WHAT IS NEEDED – Pull out every line in the records below that contains the word "fabric". Case counts.

DATA LISTING –
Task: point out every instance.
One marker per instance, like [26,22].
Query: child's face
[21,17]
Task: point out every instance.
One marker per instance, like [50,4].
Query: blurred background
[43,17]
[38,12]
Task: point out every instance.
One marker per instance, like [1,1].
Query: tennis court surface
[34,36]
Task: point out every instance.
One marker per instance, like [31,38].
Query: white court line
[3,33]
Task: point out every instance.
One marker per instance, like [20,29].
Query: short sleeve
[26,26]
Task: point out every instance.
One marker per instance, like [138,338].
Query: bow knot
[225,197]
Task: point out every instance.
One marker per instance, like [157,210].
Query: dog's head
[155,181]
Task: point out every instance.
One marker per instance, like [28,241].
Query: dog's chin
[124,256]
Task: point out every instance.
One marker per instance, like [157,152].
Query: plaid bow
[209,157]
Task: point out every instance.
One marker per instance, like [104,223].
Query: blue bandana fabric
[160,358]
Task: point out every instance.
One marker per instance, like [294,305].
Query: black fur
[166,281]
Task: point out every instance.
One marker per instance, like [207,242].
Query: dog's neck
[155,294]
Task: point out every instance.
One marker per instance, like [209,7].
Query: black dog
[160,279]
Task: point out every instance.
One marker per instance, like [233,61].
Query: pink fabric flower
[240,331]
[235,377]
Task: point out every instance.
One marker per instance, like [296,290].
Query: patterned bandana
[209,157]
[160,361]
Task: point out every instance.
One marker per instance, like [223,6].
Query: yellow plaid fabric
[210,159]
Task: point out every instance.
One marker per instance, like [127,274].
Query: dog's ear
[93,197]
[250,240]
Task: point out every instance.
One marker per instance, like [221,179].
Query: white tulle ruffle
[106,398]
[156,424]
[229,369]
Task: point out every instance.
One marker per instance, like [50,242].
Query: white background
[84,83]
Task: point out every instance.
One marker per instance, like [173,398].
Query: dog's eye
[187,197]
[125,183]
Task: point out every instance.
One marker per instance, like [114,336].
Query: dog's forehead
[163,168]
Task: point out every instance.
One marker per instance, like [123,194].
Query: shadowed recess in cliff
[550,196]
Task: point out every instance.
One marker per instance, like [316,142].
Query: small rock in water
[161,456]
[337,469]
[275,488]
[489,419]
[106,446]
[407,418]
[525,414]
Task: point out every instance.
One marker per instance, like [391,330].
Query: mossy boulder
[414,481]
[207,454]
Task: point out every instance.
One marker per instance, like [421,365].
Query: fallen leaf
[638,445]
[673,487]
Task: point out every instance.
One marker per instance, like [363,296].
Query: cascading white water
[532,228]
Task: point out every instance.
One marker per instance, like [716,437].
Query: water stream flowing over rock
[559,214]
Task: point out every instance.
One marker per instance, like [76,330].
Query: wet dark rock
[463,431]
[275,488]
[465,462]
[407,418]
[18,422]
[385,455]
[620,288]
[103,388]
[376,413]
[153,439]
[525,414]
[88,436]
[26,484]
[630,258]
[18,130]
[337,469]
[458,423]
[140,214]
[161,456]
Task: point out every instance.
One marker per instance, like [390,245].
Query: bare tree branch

FULL SOLUTION –
Query: blue bandana fabric
Query: pink fabric flower
Query: yellow plaid fabric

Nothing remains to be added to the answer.